* _DOCUMENT EXCERPT_:
I don’t know why we would use a “little-known newish” voting system while there are perfectly acceptable tried and tested voting systems. Obviously the new system looks perfect because it wasn’t tested in the wild (or not much), so its defects and caveats are not known. That doesn’t sound like an advantage to me. Would you prefer a “little-known newish” cryptographic mechanism over a tried and tested one with known caveats?

pitrou · October 29, 2018, 10:30am

(OT, but the way this discussion is currently going makes me a bit skeptical about the claimed advantages of Discourse as decision-making aid)

ambv · October 29, 2018, 12:47pm

Tal’s vote only has two options: take the 3-2-1 method or discuss further. This is missing the default of “let’s keep things as they are” and the only concrete option proposed in the poll is not a notable voting process. As @brettcannon said, it looks like the people concerned about the voting process are outnumbered by the silent majority.

As such, I consider Tal’s poll to be a way for opponents to IRV to rally around a single counter-proposal (3-2-1).

I strongly suggest that if support for that single counter-proposal is not clear by end of October 30 AoE, we run the vote as currently expressed in PEP 8001.

3-2-1

While I am very curious about the 3-2-1 method myself, it is alarming that the best source of information on it is currently a Quora answer. It does not sound like this is a notable, proven method (yet). Singling it out as the sole concrete option in the poll is surprising to me, especially given the Arrow theorem brought up on python-committers by @Alex_Martelli. But if this is the counter-proposal you’re rallying around, that’s fine by me.

Tick tock

I think it is already risky to fiddle with PEP 8001 this close to the vote. But it would be unacceptable to make changes to the voting process within two weeks of the vote. That means we would have to push the vote to 2019.

Keep in mind this is also distracting from discussing the actual proposals.

Q: “But I want this poll to decide the voting method, period!”

A: Well, the poll as stated above is not compatible with this want. At the sprint, out of 25+ committers there, we’ve had a self-selected group of nine that decided on IRV. Thus, a late vote to overturn the selected voting mechanism should identify first and foremost whether there is enough consensus to do it. So at the very least the vote should have three options:

Keep PEP 8001 as is;
Replace IRV with 3-2-1;
Postpone the vote to 2019 and discuss PEP 8001 further.

Stating it in such terms would make it more clear how big the opposition actually is. And that “keep bikeshedding” has a price.

* _GIVEN TASK_: Copy out the voting-method discussion word for word, from "I don’t know" to "with known caveats?".

* _SOURCE DATA_:

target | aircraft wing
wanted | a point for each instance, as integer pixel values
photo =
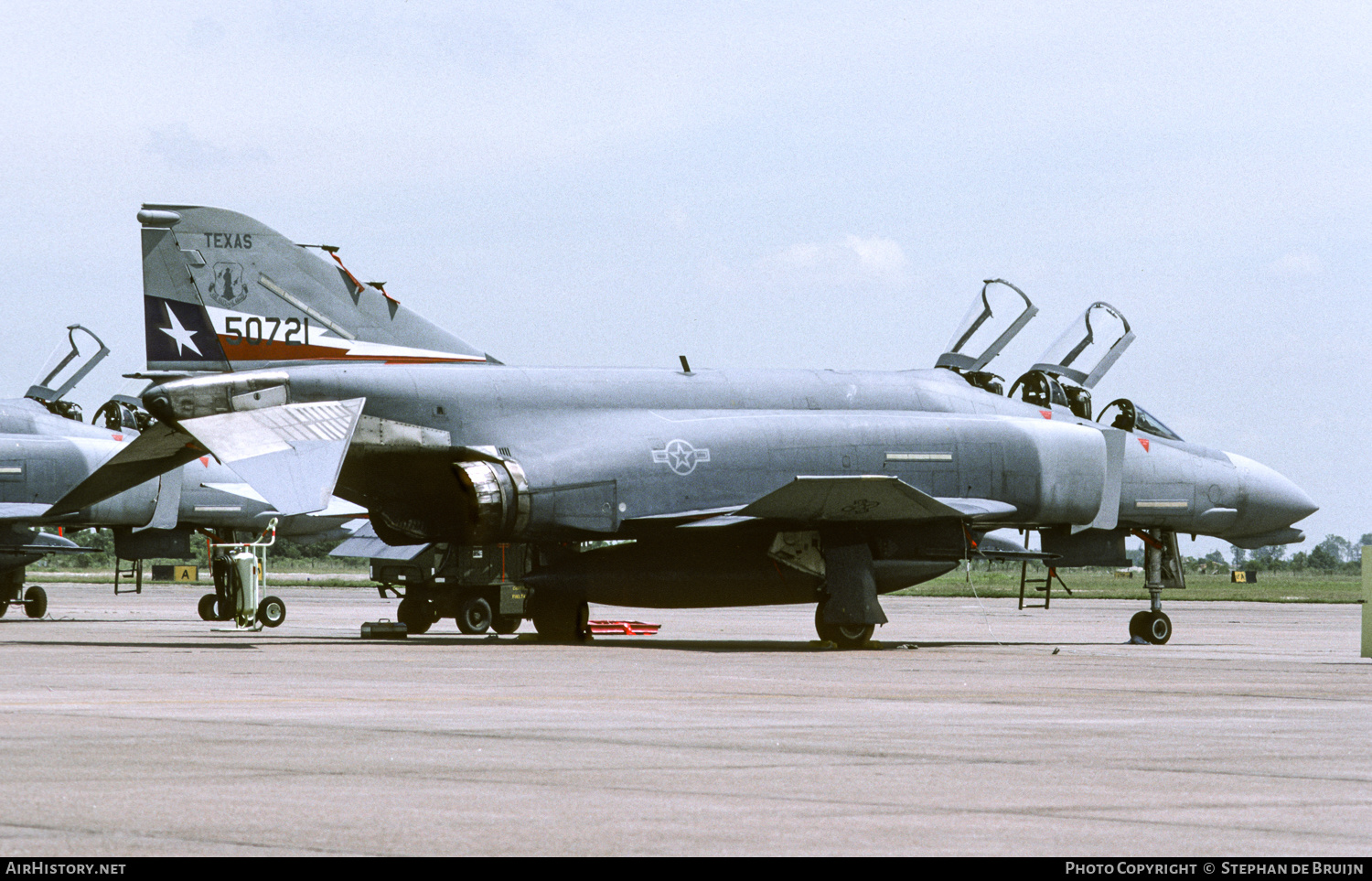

* _SOLVED EXERCISE_:
I don’t know why we would use a “little-known newish” voting system while there are perfectly acceptable tried and tested voting systems. Obviously the new system looks perfect because it wasn’t tested in the wild (or not much), so its defects and caveats are not known. That doesn’t sound like an advantage to me. Would you prefer a “little-known newish” cryptographic mechanism over a tried and tested one with known caveats?